This object is achieved by heading said wire to form a wire head that is larger than said wire hole and positioning said wire head adjacent to said substrate side.
Contrary to what has been submitted by the appellant, these features do not reduce the stress on the clip. According to paragraph  of the application this effect is obtained by a small centre-to-centre distance between the wire and the fastener. The claimed method and the method disclosed by D2 do not differ in this respect. Moreover, there is no physical reason why a clip which can bend on the fastener, as shown in Figure 4 of D2, should be subject to greater stress than a clip which is pressed to a substrate. Hence, the object underlying the claimed invention cannot involve the reduction of the stress on the clip.
2.5 D3 relates to tension wires, which are wires supported at one end by an anchoring body, with upset heads (see page 1, lines 21-23). Contrary to the opinion of the appellant the wires for hanging suspended ceiling structures shown in D2 are also tension wires, since they are supported by the clip and put under tension by the load of the suspended ceiling structure. Therefore, the person skilled in the art trying to achieve the object above would also have considered the teaching of D3.

EXTRACTED ENTRIES -

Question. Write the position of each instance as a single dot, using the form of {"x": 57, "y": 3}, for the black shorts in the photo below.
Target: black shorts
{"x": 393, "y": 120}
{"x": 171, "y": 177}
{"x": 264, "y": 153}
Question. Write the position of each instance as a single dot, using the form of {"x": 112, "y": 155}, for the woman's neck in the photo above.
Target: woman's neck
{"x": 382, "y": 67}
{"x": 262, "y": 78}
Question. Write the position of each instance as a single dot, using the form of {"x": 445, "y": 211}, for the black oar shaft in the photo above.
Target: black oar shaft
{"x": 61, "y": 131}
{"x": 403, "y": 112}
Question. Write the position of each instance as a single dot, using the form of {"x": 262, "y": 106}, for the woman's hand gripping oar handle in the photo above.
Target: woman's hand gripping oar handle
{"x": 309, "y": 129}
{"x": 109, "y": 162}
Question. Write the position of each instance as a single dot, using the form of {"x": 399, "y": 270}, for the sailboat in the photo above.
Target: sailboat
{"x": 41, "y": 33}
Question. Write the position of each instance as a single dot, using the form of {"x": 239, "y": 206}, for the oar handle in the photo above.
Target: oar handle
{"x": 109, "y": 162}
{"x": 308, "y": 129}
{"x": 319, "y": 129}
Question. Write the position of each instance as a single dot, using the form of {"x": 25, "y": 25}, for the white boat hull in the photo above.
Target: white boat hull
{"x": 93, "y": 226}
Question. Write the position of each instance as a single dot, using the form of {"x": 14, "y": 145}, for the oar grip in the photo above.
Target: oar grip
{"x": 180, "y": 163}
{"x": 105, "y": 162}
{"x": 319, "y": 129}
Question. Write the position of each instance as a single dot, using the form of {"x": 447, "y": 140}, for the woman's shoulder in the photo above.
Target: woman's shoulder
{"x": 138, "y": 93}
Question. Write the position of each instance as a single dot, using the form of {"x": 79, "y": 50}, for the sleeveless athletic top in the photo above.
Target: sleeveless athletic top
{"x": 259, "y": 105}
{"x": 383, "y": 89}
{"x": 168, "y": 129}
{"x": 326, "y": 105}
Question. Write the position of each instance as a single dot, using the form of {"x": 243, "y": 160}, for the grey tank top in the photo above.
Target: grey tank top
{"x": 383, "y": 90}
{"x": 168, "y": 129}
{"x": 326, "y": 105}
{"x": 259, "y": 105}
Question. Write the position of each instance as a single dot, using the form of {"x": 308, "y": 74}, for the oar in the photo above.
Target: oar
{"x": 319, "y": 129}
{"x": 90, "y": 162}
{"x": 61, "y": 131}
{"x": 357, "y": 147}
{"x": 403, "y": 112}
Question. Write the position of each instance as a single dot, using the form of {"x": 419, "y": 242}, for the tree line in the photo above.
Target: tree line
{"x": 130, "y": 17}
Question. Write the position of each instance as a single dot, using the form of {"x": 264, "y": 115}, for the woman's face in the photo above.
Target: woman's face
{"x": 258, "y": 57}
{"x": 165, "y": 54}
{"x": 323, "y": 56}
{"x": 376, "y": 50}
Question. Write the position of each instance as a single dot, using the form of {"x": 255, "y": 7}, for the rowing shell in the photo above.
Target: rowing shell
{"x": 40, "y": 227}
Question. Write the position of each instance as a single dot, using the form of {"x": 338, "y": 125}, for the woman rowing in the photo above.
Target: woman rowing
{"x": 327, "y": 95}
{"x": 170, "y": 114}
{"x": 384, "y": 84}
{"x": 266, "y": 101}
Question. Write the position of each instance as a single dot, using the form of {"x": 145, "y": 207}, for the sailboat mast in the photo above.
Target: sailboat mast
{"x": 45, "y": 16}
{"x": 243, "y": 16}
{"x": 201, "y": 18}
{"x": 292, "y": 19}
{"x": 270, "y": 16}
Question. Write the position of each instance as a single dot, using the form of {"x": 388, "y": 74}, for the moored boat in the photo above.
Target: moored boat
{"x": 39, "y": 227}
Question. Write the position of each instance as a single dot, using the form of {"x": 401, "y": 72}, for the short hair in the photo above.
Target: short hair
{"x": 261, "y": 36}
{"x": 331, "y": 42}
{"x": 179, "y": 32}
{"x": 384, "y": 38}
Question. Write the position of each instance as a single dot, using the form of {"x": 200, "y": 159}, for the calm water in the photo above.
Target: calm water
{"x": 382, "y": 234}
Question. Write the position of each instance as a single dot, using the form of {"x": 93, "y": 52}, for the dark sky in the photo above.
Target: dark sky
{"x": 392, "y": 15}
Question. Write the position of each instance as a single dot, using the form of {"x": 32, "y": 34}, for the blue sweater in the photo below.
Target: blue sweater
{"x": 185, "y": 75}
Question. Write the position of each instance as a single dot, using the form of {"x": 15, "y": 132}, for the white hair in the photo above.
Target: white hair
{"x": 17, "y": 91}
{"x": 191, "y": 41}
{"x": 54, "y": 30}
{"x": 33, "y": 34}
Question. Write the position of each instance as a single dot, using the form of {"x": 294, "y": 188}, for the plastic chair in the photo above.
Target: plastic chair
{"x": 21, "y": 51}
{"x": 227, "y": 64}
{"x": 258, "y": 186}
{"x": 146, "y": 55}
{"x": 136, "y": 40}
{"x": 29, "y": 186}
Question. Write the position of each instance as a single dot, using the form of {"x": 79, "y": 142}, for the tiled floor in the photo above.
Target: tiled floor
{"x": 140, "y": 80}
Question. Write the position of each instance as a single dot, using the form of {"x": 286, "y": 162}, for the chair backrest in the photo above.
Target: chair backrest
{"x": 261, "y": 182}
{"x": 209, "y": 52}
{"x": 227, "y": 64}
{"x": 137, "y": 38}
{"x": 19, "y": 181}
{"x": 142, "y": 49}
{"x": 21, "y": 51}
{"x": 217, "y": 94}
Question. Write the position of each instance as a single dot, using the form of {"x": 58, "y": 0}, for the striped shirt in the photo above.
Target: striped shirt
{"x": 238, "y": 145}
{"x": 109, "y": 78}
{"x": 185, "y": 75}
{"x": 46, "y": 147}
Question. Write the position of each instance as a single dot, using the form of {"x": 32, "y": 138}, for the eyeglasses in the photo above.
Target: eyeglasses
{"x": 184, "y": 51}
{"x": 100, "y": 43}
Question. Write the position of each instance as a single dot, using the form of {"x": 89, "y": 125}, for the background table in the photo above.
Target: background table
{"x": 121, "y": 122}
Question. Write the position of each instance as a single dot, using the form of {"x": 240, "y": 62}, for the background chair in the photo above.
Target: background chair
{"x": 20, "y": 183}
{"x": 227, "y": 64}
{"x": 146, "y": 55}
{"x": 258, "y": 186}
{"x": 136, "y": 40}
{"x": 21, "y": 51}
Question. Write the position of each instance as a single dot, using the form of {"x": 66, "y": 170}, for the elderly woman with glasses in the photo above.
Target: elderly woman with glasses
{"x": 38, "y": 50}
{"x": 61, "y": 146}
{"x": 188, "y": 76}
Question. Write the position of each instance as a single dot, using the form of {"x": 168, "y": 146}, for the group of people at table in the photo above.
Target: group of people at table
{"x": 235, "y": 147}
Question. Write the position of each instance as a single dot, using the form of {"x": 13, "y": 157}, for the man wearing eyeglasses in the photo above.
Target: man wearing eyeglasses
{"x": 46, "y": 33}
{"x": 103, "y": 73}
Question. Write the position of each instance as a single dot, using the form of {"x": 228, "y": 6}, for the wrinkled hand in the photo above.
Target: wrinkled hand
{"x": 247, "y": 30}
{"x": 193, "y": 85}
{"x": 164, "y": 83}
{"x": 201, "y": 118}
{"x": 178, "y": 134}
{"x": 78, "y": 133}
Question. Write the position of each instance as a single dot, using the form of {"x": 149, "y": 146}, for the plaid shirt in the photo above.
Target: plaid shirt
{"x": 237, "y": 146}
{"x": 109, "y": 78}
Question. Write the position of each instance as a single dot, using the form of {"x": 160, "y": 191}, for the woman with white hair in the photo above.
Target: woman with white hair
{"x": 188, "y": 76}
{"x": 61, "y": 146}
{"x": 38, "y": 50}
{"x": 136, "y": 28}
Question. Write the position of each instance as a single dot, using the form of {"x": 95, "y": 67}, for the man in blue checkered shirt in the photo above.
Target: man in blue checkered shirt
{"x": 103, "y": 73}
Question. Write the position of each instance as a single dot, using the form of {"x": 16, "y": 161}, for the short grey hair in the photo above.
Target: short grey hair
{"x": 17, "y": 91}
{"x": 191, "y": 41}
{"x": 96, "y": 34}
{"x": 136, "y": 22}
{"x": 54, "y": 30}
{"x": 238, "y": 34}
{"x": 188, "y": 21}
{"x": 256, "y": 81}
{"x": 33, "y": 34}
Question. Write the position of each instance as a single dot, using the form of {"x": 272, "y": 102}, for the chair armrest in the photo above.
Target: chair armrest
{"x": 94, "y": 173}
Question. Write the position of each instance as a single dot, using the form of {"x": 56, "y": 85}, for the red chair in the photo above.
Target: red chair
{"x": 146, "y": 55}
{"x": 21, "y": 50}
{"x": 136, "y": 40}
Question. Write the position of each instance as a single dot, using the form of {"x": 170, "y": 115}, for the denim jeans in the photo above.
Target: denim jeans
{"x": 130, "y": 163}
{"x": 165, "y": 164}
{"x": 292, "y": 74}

SHORT EXERCISE -
Rewrite the patent appeal text starting with "This object is" and going on through "of the stress on the clip.", replacing "clip" with "bracket".

COMPLETED EXERCISE -
This object is achieved by heading said wire to form a wire head that is larger than said wire hole and positioning said wire head adjacent to said substrate side.
Contrary to what has been submitted by the appellant, these features do not reduce the stress on the bracket. According to paragraph  of the application this effect is obtained by a small centre-to-centre distance between the wire and the fastener. The claimed method and the method disclosed by D2 do not differ in this respect. Moreover, there is no physical reason why a bracket which can bend on the fastener, as shown in Figure 4 of D2, should be subject to greater stress than a bracket which is pressed to a substrate. Hence, the object underlying the claimed invention cannot involve the reduction of the stress on the bracket.